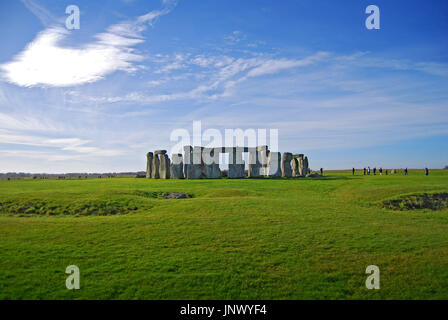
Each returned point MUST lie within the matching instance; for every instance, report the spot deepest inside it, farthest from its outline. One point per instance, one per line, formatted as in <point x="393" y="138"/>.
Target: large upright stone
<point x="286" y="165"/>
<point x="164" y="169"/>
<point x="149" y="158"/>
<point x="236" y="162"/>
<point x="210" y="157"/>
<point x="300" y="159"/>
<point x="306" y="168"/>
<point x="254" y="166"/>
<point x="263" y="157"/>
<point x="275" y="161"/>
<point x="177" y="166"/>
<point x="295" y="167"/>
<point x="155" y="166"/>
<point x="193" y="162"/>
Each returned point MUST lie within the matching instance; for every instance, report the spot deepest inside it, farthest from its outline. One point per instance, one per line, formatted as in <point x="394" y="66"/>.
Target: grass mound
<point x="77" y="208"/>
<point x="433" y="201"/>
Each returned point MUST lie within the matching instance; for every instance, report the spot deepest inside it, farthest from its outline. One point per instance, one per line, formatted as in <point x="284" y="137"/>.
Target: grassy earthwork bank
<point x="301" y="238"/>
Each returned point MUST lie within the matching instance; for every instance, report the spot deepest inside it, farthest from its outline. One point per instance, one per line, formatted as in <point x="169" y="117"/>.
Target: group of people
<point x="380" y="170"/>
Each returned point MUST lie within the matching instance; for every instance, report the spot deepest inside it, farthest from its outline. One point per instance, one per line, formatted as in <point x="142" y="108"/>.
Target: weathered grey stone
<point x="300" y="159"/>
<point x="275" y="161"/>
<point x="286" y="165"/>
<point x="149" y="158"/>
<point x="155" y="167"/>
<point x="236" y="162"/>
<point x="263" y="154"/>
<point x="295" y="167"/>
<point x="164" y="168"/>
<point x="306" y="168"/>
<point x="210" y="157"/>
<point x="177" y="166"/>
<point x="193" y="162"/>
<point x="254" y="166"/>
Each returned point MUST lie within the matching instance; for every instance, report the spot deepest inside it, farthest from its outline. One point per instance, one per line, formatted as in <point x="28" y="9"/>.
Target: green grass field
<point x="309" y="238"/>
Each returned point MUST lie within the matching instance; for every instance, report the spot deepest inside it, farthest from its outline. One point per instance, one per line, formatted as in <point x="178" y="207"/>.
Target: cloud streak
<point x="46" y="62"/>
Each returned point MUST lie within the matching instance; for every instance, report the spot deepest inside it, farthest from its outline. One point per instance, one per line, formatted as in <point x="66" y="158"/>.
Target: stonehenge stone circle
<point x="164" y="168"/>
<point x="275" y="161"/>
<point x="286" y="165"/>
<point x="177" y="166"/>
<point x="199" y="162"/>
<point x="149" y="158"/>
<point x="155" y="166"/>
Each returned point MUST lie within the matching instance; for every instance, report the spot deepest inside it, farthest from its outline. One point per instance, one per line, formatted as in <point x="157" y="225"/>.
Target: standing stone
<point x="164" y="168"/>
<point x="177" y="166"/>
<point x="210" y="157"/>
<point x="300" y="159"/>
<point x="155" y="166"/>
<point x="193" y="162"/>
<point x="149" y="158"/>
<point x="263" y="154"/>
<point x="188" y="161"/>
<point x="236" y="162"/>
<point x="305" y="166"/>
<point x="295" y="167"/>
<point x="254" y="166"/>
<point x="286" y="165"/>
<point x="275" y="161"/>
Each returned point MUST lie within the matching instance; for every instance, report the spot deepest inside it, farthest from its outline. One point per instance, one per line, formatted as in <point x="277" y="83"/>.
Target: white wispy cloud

============

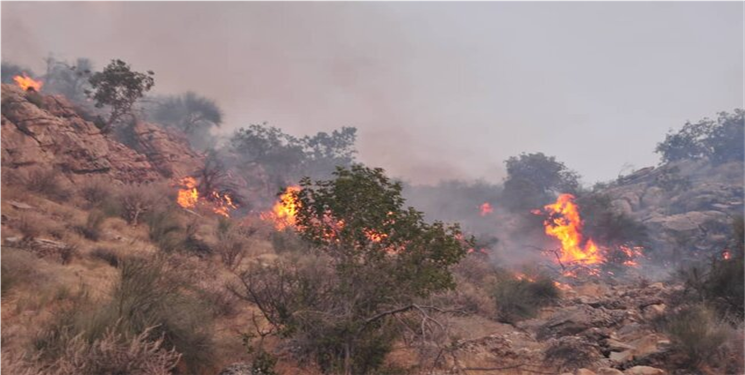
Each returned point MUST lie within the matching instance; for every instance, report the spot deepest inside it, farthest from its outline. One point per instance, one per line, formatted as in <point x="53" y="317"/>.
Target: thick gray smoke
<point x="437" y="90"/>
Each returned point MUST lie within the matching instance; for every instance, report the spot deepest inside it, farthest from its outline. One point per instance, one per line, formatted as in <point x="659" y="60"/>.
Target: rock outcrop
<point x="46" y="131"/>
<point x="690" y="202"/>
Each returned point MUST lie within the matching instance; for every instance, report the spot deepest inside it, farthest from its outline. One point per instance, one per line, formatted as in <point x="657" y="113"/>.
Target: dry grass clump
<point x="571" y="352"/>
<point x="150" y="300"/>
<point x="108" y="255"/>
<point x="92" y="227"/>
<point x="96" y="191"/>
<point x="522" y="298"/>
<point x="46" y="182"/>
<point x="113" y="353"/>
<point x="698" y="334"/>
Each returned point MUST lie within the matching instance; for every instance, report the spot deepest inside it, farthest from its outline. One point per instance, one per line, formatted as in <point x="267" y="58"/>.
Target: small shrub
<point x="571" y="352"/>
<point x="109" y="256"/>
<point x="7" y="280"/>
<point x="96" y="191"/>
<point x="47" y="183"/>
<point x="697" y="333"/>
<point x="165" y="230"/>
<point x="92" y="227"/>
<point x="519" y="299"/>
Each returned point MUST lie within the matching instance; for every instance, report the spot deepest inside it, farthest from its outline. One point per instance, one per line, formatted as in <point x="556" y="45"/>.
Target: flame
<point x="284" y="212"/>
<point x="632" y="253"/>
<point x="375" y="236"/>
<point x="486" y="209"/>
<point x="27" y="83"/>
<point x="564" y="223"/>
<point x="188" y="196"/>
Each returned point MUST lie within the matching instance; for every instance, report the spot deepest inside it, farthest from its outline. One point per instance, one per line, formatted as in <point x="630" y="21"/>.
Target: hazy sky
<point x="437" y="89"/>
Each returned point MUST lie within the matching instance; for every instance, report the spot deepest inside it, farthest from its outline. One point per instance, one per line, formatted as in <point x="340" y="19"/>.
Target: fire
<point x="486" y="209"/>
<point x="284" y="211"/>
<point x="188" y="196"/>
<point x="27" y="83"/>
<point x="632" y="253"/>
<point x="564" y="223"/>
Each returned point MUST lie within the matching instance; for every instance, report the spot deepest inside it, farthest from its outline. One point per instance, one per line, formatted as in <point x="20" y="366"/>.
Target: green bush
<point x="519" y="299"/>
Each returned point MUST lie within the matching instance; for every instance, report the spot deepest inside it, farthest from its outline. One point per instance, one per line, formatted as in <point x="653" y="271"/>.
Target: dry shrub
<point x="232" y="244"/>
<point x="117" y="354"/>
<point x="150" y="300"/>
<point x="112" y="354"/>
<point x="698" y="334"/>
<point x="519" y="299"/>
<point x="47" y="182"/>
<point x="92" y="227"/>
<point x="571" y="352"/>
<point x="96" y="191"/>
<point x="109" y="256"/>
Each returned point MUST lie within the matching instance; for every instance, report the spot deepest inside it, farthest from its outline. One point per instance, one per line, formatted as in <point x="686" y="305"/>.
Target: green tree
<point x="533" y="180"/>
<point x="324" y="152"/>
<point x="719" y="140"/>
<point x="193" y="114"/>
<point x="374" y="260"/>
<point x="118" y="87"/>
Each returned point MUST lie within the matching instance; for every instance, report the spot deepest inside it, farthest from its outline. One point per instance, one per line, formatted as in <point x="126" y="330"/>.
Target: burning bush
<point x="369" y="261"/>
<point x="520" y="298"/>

============

## HOW TO COMPLETE THIS TASK
Scan the lines above for "Target: cloud streak" and for "Target: white wispy cloud". Repeat exactly the line holding each of them and every line in between.

## ANSWER SPACE
Target: cloud streak
<point x="46" y="62"/>
Each returned point MUST lie within the matching instance; for every instance, report the spot deepest inside it, farthest from its outline. One point per instance, one per line, formatted as in <point x="66" y="158"/>.
Target: stonehenge stone circle
<point x="164" y="168"/>
<point x="275" y="161"/>
<point x="286" y="165"/>
<point x="177" y="166"/>
<point x="199" y="162"/>
<point x="149" y="158"/>
<point x="155" y="166"/>
Each returned point MUST lie within the matching instance; for every instance, report the spot deepest inside it, farthest from its outline. One point per instance, one per line, formatted as in <point x="157" y="225"/>.
Target: standing stone
<point x="164" y="168"/>
<point x="177" y="166"/>
<point x="210" y="157"/>
<point x="300" y="159"/>
<point x="155" y="166"/>
<point x="193" y="162"/>
<point x="149" y="158"/>
<point x="263" y="154"/>
<point x="188" y="161"/>
<point x="236" y="162"/>
<point x="305" y="166"/>
<point x="295" y="167"/>
<point x="254" y="166"/>
<point x="286" y="165"/>
<point x="275" y="161"/>
Each returned point MUST lie within the matching instance; for every instance, report the spot deepest inside it, farthest from its outline. One point per instance, one per line, formatted as in <point x="277" y="83"/>.
Target: white wispy cloud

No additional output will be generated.